*TASK BRIEF*. Give the lines again, unchanged, starting with the line containing "[indicate] insect leg" and ending with the last line of the data below.

*DATASET RECORDS*.
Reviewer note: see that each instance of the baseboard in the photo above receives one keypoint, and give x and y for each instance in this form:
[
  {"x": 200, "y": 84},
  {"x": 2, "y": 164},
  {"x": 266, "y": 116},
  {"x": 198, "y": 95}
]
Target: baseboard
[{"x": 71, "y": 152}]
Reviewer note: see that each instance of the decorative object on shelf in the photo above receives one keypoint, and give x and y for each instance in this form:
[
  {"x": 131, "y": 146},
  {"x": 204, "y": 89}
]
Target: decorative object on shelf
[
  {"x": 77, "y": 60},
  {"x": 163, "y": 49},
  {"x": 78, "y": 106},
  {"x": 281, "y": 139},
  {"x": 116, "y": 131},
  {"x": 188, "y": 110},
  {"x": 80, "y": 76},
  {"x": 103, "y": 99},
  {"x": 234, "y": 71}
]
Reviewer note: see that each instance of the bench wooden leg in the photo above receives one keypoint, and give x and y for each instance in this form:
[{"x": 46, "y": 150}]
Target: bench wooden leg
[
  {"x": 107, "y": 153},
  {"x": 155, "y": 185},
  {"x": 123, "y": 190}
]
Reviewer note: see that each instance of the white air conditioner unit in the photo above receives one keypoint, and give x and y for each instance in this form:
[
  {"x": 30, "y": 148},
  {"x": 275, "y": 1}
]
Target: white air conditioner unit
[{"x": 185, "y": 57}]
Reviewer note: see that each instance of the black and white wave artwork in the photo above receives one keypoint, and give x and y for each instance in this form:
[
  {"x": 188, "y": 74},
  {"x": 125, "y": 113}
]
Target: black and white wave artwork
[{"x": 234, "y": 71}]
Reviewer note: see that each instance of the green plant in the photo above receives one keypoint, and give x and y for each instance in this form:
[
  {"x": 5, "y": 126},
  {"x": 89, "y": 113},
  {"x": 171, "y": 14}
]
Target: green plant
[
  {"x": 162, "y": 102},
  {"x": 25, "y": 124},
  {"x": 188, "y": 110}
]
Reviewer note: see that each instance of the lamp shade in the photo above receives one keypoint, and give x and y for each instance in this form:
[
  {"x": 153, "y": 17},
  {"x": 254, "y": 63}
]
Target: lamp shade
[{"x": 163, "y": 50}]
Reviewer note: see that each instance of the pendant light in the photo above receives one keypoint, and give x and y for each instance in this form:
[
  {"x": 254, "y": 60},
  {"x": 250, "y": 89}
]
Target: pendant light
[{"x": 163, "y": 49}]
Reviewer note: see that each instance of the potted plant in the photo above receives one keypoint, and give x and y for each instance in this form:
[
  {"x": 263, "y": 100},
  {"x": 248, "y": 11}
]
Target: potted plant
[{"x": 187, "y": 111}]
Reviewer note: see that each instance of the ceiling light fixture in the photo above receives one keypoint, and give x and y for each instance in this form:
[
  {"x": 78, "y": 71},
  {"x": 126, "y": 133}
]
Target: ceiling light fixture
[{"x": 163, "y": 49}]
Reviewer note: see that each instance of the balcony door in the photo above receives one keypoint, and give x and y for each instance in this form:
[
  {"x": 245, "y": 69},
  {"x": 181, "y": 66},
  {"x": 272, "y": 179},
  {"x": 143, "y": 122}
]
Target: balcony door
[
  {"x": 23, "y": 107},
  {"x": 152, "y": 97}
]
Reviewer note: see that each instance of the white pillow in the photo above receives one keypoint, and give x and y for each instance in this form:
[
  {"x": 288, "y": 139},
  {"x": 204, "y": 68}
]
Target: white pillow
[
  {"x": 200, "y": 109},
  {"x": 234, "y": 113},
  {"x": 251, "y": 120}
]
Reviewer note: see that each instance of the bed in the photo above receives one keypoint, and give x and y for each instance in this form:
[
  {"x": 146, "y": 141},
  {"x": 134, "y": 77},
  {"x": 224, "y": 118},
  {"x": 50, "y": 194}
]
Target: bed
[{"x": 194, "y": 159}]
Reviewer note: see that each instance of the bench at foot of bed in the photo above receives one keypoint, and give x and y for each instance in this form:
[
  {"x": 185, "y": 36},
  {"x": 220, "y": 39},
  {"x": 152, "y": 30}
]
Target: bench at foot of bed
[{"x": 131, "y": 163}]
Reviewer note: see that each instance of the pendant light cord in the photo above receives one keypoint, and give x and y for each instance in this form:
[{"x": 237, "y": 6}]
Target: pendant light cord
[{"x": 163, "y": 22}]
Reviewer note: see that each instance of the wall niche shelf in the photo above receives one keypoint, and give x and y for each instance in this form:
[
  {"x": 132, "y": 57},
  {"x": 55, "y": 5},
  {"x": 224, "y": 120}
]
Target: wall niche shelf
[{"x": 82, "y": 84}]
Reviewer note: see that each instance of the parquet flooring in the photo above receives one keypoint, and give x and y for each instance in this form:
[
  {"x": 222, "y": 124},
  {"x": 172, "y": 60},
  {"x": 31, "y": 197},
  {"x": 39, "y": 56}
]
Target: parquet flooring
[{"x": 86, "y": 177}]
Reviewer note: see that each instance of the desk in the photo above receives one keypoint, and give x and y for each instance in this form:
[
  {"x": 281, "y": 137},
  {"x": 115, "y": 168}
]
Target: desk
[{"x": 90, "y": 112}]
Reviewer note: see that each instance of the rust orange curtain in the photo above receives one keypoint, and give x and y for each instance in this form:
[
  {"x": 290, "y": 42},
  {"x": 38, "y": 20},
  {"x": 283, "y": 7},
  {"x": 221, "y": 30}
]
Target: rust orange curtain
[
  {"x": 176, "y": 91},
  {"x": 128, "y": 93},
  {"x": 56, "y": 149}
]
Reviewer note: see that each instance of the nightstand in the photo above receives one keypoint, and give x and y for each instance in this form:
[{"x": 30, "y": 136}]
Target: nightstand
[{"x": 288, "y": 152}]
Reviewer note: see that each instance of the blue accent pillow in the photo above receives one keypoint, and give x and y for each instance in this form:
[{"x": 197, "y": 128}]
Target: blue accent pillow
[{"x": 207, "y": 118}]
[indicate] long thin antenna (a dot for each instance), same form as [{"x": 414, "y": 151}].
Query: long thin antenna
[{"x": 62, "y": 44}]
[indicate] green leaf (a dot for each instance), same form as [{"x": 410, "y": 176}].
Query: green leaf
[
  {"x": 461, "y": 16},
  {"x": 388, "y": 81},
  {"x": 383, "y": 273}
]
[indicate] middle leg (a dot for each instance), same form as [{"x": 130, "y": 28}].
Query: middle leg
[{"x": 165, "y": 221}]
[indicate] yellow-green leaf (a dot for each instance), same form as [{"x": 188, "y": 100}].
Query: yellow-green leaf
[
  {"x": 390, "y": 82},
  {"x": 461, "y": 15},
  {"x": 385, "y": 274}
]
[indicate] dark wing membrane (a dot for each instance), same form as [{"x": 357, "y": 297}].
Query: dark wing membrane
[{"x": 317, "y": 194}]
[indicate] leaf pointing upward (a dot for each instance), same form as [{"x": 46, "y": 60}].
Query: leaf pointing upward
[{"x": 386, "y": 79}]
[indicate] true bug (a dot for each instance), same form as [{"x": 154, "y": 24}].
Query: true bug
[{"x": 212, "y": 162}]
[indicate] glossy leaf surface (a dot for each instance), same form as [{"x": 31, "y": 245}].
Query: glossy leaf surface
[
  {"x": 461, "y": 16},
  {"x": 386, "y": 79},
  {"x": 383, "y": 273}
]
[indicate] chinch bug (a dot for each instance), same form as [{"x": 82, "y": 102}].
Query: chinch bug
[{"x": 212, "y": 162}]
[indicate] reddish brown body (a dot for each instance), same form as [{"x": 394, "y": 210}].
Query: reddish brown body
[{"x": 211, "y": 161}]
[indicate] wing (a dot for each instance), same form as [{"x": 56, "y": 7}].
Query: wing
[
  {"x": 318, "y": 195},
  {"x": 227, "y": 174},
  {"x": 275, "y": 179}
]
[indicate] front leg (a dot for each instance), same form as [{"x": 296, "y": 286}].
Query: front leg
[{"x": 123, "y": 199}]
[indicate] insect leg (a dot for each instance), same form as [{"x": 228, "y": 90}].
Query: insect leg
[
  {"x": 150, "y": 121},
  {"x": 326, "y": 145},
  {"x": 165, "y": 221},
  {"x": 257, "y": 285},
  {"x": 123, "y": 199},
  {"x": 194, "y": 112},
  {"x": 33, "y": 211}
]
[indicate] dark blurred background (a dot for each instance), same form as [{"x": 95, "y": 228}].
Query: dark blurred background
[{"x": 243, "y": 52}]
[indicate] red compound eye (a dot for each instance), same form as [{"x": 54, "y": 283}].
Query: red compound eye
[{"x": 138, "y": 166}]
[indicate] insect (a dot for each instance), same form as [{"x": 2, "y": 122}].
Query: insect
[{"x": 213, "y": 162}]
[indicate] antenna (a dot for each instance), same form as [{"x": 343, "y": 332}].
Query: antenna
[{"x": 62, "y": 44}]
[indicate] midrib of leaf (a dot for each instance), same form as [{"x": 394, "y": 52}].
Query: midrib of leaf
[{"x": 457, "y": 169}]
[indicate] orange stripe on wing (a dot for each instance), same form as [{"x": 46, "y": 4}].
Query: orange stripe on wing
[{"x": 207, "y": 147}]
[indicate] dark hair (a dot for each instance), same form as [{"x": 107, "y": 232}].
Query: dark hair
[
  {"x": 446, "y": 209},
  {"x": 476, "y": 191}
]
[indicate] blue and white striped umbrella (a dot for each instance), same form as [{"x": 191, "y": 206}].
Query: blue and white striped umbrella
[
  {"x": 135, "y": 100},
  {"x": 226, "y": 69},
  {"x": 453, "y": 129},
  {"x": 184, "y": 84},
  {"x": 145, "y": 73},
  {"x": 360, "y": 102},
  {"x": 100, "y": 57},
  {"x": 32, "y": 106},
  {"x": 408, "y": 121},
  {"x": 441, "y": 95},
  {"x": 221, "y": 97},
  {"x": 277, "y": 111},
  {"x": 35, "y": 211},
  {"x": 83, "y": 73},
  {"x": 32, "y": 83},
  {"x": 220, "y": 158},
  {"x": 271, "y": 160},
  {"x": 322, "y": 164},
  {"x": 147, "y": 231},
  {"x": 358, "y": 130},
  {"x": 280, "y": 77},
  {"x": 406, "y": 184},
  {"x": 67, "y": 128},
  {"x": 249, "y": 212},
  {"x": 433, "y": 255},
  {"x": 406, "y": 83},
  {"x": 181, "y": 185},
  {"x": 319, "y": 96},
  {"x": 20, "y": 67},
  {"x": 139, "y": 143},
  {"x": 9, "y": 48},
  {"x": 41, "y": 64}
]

*SOLUTION TO THIS TASK*.
[indicate] insect leg (a dot for each instance), same form as [{"x": 228, "y": 90}].
Query: insect leg
[
  {"x": 150, "y": 121},
  {"x": 326, "y": 145},
  {"x": 165, "y": 221},
  {"x": 257, "y": 285},
  {"x": 123, "y": 199},
  {"x": 194, "y": 112},
  {"x": 33, "y": 211}
]
[indicate] dark blurred background (a dot for each instance), same form as [{"x": 95, "y": 228}].
Query: dark blurred background
[{"x": 243, "y": 52}]
[indicate] red compound eye (a dot for each instance), same form as [{"x": 54, "y": 283}].
Query: red compound eye
[{"x": 138, "y": 166}]
[indicate] insect (a dot for each instance), same form as [{"x": 2, "y": 122}].
Query: insect
[{"x": 213, "y": 162}]
[indicate] antenna (a dot for each instance), same form as [{"x": 343, "y": 332}].
Query: antenna
[{"x": 62, "y": 44}]
[indicate] midrib of leaf (a dot for each instance), same form as [{"x": 394, "y": 52}].
Query: midrib of leaf
[{"x": 457, "y": 169}]
[indicate] orange stripe on wing (a dot for each instance), same form as [{"x": 46, "y": 4}].
Query: orange stripe on wing
[{"x": 207, "y": 147}]
[indicate] dark hair (a dot for each instance), same form as [{"x": 107, "y": 232}].
Query: dark hair
[
  {"x": 446, "y": 209},
  {"x": 476, "y": 191}
]
[indicate] blue and white striped umbrella (a dot for each instance), same form as [{"x": 191, "y": 206}].
Query: blue and white striped umbrella
[
  {"x": 135, "y": 100},
  {"x": 226, "y": 69},
  {"x": 453, "y": 129},
  {"x": 184, "y": 84},
  {"x": 145, "y": 73},
  {"x": 360, "y": 102},
  {"x": 100, "y": 57},
  {"x": 32, "y": 106},
  {"x": 408, "y": 121},
  {"x": 441, "y": 95},
  {"x": 221, "y": 97},
  {"x": 277, "y": 111},
  {"x": 35, "y": 211},
  {"x": 83, "y": 73},
  {"x": 32, "y": 83},
  {"x": 220, "y": 158},
  {"x": 271, "y": 160},
  {"x": 322, "y": 164},
  {"x": 147, "y": 231},
  {"x": 358, "y": 130},
  {"x": 280, "y": 77},
  {"x": 406, "y": 184},
  {"x": 67, "y": 128},
  {"x": 249, "y": 212},
  {"x": 433, "y": 255},
  {"x": 406, "y": 83},
  {"x": 181, "y": 185},
  {"x": 319, "y": 96},
  {"x": 20, "y": 67},
  {"x": 139, "y": 143},
  {"x": 9, "y": 48},
  {"x": 41, "y": 64}
]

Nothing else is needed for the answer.